* **SOURCE EXTRACT**
Settlement Agreement and Release, dated as of July 22, 2022, by and between The Greenrose Holding Company Inc. and Scott J. Cohen

EX-10.02 3 ea163579ex10-02_greenrose.htm SETTLEMENT AGREEMENT AND RELEASE, DATED AS OF JULY 22, 2022, BY AND BETWEEN THE GREENROSE HOLDING COMPANY INC. AND SCOTT J. COHEN

Exhibit 10.02

 

SETTLEMENT AGREEMENT AND RELEASE

 

This SETTLEMENT AGREEMENT AND RELEASE (“Agreement”) dated as of July 22, 2022 (“Effective Date”) by and between Scott Cohen (hereinafter referred to as “Cohen” or “EMPLOYEE”) and The Greenrose Holding Company Inc., (“GREENROSE” or “Employer”).

 

WHEREAS, EMPLOYEE’S employment with GREENROSE will end on July 28 2022 (“Employment End Date”).

 

NOW THEREFORE, EMPLOYEE and GREENROSE enter into this Agreement as detailed below in exchange for the following agreed upon terms and conditions of EMPLOYEE’S separation from employment with GREENROSE:

 

1. Equity Grant. As consideration for entering into this Agreement, GREENROSE shall grant to Cohen on or before five (5) days following the filing by GREENROSE of its Form 10-Q for Q2 2022, fifty thousand (50,000) fully vested options pursuant to the GREENROSE’S 2021 Equity Incentive Plan (the “Equity Plan”). The parties agree that the Equity Grant is consideration for the resolution of any and all kind of claim Cohen may allege arising out of or related to employment, the Employment Agreement and/or the termination of employment with Greenrose pursuant to the General Release as set forth herein. The parties further recognize that neither party acknowledges any wrongdoing and that the Equity Grant and the other terms of this Agreement are consideration for the comprehensive resolution of all claims, if any, between the parties.

 

0. Cohen shall have the right to continue his health insurance provided that he timely elects continuation coverage pursuant to COBRA. Information regarding COBRA will be sent separately to him.

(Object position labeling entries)
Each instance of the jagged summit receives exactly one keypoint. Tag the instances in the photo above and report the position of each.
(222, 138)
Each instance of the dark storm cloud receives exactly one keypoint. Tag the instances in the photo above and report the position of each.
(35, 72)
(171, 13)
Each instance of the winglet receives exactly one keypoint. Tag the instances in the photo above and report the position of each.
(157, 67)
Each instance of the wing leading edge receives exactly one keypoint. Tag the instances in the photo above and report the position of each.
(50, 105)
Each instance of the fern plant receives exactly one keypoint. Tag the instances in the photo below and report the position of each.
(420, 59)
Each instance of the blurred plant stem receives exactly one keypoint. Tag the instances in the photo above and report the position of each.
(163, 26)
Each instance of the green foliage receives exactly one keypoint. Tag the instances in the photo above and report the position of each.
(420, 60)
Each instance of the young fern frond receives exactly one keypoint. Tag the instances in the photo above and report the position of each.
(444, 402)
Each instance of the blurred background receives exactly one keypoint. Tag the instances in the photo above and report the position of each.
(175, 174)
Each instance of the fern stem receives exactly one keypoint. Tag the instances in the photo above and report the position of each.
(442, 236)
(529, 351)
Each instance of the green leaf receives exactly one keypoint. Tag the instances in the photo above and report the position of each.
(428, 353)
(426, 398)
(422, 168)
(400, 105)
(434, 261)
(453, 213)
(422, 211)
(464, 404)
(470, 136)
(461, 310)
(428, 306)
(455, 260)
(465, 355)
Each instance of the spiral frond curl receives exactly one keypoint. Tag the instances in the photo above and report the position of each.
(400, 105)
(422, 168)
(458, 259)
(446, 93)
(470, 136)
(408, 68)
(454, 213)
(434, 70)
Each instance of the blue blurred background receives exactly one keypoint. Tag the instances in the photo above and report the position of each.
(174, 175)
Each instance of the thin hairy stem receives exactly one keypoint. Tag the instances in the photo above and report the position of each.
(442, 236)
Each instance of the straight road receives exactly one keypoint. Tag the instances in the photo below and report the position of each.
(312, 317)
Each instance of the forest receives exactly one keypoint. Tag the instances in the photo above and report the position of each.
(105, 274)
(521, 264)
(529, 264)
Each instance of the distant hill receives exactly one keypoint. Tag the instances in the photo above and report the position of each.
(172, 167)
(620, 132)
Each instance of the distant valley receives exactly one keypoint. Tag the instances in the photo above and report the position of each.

* **JOB**
Proceed with the settlement agreement between Greenrose and Scott Cohen, continuing it from the point at which it stops.

* **ANSWER TO THE TASK**
1. General Release and Covenant Not to Sue. In consideration for this Agreement and the promises and covenants set forth herein, Cohen , and his heirs, attorneys, administrators, executors, personal representatives, beneficiaries, and assigns RELEASE and FOREVER DISCHARGE GREENROSE, and its affiliates, predecessors, successors, parents, subsidiaries, divisions, assigns, officers, directors, shareholders/unitholders, representatives, employees, former employees, attorneys, administrators, executors, beneficiaries, personal representatives, and agents, (all collectively referred to as “GREENROSE RELEASEES”), from any and all claims, demands, obligations, liabilities, costs, court costs, expenses, including attorneys’ fees, actions or causes of action which Cohen has, may have or which may hereafter accrue to him, including but not limited to any claim or claims on account of or arising out of (i) his employment with GREENROSE ; (ii) his separation from employment with GREENROSE; (iii) any and all matters pertaining to his treatment as an employee or the end of his employment with GREENROSE, including, without being limited to, claims under the common law of contracts, the common law of defamation, the common law of tortious interference with contracts, the common law of fraud, the Age Discrimination in Employment Act of 1967, Title VII of the Civil Rights Act of 1964, the Civil Rights Act of 1991, the Rehabilitation Act of 1973, the Americans with Disabilities Act, the Employee Retirement Income Security Act, New York State Human Rights Law, New York City Human Rights Law, and any other federal or state, city or other local employment law, and all other city, state or federal laws, whether statutory or common law. Cohen covenants not to sue the GREENROSE RELEASEES for any of these released claims.

 

 

 

 

Notwithstanding the foregoing, this Agreement does not preclude (a) claims for breach of this Agreement; (b) claims for any acts that occur after the date this Agreement is signed; (c) any rights or claims to vested benefits under any retirement plan or as otherwise explicitly referenced in this Agreement; (d) any claims that may not be released by applicable law; (e) any right Cohen may have to file, cooperate or participate in any proceeding before the EEOC, or a similar state agency except, however, Cohen waives any right to recover any monetary damages or awards in connection with any such proceeding.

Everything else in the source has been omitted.